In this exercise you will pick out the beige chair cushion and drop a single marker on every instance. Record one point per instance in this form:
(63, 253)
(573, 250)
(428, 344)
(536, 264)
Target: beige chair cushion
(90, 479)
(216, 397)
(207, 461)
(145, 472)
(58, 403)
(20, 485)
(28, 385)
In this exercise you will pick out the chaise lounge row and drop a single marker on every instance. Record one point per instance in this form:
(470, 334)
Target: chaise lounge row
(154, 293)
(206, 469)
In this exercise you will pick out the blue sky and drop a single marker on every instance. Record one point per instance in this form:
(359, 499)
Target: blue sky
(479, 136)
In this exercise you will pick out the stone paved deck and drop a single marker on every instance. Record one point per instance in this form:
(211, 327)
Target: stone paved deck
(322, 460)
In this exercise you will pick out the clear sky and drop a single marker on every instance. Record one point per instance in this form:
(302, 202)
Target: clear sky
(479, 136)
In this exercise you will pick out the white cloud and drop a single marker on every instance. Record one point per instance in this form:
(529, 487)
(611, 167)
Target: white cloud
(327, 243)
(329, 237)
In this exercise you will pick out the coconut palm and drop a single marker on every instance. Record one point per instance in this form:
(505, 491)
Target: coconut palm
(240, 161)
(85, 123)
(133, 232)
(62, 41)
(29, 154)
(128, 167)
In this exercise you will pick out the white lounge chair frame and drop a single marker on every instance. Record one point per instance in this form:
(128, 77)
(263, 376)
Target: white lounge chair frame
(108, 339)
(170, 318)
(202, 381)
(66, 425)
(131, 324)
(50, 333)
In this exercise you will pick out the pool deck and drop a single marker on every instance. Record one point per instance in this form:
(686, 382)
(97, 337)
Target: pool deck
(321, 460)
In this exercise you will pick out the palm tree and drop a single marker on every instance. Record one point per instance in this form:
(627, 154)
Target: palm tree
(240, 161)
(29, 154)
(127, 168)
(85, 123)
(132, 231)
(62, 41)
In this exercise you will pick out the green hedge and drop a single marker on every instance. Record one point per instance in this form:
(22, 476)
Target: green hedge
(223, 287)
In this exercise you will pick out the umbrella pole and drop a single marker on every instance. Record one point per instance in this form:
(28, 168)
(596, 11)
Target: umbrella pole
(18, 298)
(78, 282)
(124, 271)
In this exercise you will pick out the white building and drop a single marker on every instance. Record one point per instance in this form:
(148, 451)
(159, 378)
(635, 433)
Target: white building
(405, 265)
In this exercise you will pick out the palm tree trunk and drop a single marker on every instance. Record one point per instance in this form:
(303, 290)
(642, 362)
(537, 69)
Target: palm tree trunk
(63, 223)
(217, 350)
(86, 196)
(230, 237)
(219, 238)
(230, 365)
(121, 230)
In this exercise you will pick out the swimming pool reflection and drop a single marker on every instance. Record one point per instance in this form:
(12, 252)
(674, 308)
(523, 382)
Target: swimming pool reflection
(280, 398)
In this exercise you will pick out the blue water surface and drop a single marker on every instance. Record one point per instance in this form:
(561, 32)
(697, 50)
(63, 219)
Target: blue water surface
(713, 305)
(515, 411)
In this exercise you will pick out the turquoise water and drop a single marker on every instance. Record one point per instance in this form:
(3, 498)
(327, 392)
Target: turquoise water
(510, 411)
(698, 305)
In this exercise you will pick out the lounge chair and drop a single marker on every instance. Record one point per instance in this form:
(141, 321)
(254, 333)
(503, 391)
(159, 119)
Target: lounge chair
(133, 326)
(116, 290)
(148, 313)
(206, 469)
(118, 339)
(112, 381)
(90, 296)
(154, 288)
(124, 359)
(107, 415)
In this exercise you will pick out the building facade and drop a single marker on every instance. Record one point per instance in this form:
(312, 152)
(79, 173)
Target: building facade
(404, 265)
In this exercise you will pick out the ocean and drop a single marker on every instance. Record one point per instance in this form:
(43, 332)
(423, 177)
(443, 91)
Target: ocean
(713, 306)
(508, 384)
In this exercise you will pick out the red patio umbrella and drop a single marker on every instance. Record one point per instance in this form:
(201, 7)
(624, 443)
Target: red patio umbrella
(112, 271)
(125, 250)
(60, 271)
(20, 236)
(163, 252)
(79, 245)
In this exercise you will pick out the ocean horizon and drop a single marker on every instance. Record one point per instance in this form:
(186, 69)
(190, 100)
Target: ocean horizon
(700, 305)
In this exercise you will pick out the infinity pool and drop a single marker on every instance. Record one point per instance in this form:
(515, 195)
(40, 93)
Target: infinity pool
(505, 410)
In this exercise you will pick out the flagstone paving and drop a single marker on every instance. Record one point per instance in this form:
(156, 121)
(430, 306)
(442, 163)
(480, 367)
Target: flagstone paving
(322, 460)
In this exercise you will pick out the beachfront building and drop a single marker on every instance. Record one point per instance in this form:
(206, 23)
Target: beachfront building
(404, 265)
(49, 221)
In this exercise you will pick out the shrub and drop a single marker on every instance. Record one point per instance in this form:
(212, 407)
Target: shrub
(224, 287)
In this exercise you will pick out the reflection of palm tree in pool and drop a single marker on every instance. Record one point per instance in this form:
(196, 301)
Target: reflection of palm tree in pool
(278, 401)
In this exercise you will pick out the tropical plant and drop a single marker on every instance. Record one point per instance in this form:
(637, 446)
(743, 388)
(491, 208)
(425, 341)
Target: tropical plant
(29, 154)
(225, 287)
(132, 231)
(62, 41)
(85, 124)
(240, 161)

• _EXERCISE GOAL_
All records above are to be returned exactly as given.

• _FINISHED EXERCISE_
In this exercise you will pick out the beige chair cushion and drop a single marker on every instance. Record one point per instance in this form:
(63, 253)
(573, 250)
(428, 344)
(536, 264)
Target: beige chair cushion
(90, 479)
(216, 397)
(207, 461)
(145, 472)
(58, 403)
(20, 485)
(28, 385)
In this exercise you will pick out the chaise lounge row and drop a single marker on every instance. Record one point per instance in this form:
(470, 334)
Target: chaise lounge row
(154, 293)
(206, 469)
In this exercise you will pick out the blue sky and drop a single marker on every instance. Record one point per instance in this form:
(359, 499)
Target: blue sky
(479, 136)
In this exercise you will pick out the stone paved deck and drop a single marker on every instance. Record one point per instance in this form:
(211, 327)
Target: stone paved deck
(322, 460)
In this exercise you will pick out the clear sky and drop a single marker on every instance. Record one point per instance in this form:
(302, 202)
Target: clear sky
(479, 136)
In this exercise you will pick out the white cloud and drop a single marker on every instance. Record one point per instance in this form:
(529, 487)
(611, 167)
Target: white cloud
(327, 243)
(329, 237)
In this exercise you will pick out the coconut palm and drop a single marker on every instance. Record one point per instance in this form:
(505, 491)
Target: coconut palm
(240, 161)
(85, 123)
(133, 232)
(62, 41)
(29, 154)
(128, 167)
In this exercise you will pick out the white lounge chair frame and drop a single marker on every instance. Record one point per instance in this form:
(128, 77)
(263, 376)
Target: white lounge chair frame
(108, 339)
(170, 318)
(202, 381)
(66, 425)
(131, 324)
(50, 333)
In this exercise you will pick out the pool deck and drop a single marker on every instance. Record one point per instance in this form:
(686, 382)
(97, 337)
Target: pool deck
(321, 460)
In this exercise you will pick out the palm tree and drop a single marker on every instance. Record one point per instance in this form:
(627, 154)
Target: palm tree
(240, 161)
(29, 154)
(127, 168)
(85, 123)
(132, 231)
(62, 41)
In this exercise you will pick out the green hedge and drop a single marker on every instance. Record one point per instance in this form:
(22, 476)
Target: green hedge
(223, 287)
In this exercise you will pick out the umbrella pole and drop a single marker on every instance. Record one point per instance in this form:
(28, 168)
(596, 11)
Target: umbrella pole
(18, 298)
(78, 282)
(124, 271)
In this exercise you will pick out the white building and drop a single marker on every instance. Record one point per instance in this form:
(148, 451)
(159, 378)
(635, 433)
Target: white building
(405, 265)
In this exercise you will pick out the palm tree trunk and drop a single marker on every instance. Record one point per instance in this form:
(303, 290)
(642, 362)
(537, 69)
Target: palm tree trunk
(63, 223)
(217, 350)
(86, 196)
(230, 237)
(219, 238)
(230, 365)
(121, 230)
In this exercise you will pick out the swimming pool reflection and drop a single marker on every instance. Record one point per instance in this form:
(12, 252)
(674, 308)
(523, 382)
Target: swimming pool reflection
(280, 398)
In this exercise you will pick out the blue water surface and drop a single marker on every instance. Record one point per instance in this form:
(561, 32)
(697, 50)
(63, 219)
Target: blue water surface
(713, 305)
(515, 411)
In this exercise you will pick out the turquoise water and drop a single marker on every instance. Record one point per instance in this form:
(3, 498)
(327, 392)
Target: turquoise water
(510, 411)
(698, 305)
In this exercise you will pick out the lounge chair and drop a single marker on every instance. Record one point per instance in this form:
(141, 321)
(254, 333)
(503, 391)
(159, 119)
Target: lounge chair
(133, 326)
(116, 290)
(148, 313)
(206, 469)
(118, 339)
(112, 381)
(90, 296)
(154, 288)
(124, 359)
(107, 415)
In this exercise you will pick out the building facade and drop a single marker on every instance. Record one point per instance in this form:
(312, 152)
(79, 173)
Target: building facade
(404, 265)
In this exercise you will pick out the ocean and drop a single marker on every instance. Record one point per instance in this form:
(43, 332)
(423, 177)
(443, 91)
Target: ocean
(713, 306)
(508, 384)
In this exercise you will pick out the red patio umbrella and drop a single marker on every instance. Record one point per instance in this form:
(201, 7)
(624, 443)
Target: red patio umbrella
(112, 271)
(125, 250)
(60, 271)
(20, 236)
(163, 252)
(79, 245)
In this exercise you will pick out the ocean horizon and drop a single marker on every instance. Record one point per instance in this form:
(186, 69)
(190, 100)
Target: ocean horizon
(700, 305)
In this exercise you will pick out the infinity pool and drop a single marker on every instance. Record one point per instance in this form:
(515, 195)
(40, 93)
Target: infinity pool
(505, 410)
In this exercise you will pick out the flagstone paving and drop a single marker on every instance. Record one point per instance in this form:
(156, 121)
(430, 306)
(442, 163)
(480, 367)
Target: flagstone paving
(322, 460)
In this exercise you will pick out the beachfront building and drop a single marker on every instance. Record one point per instance in this form:
(206, 23)
Target: beachfront building
(404, 265)
(49, 221)
In this exercise you will pick out the shrub and drop a single marker on every instance. Record one point per instance in this form:
(212, 407)
Target: shrub
(224, 287)
In this exercise you will pick out the reflection of palm tree in pool and drop a single marker on every instance. Record one point per instance in this form:
(196, 301)
Target: reflection of palm tree in pool
(278, 401)
In this exercise you will pick out the tropical plant and drop a single marker on every instance. Record one point per instance in this form:
(637, 446)
(743, 388)
(491, 208)
(425, 341)
Target: tropical plant
(29, 154)
(225, 287)
(132, 231)
(62, 41)
(85, 124)
(240, 161)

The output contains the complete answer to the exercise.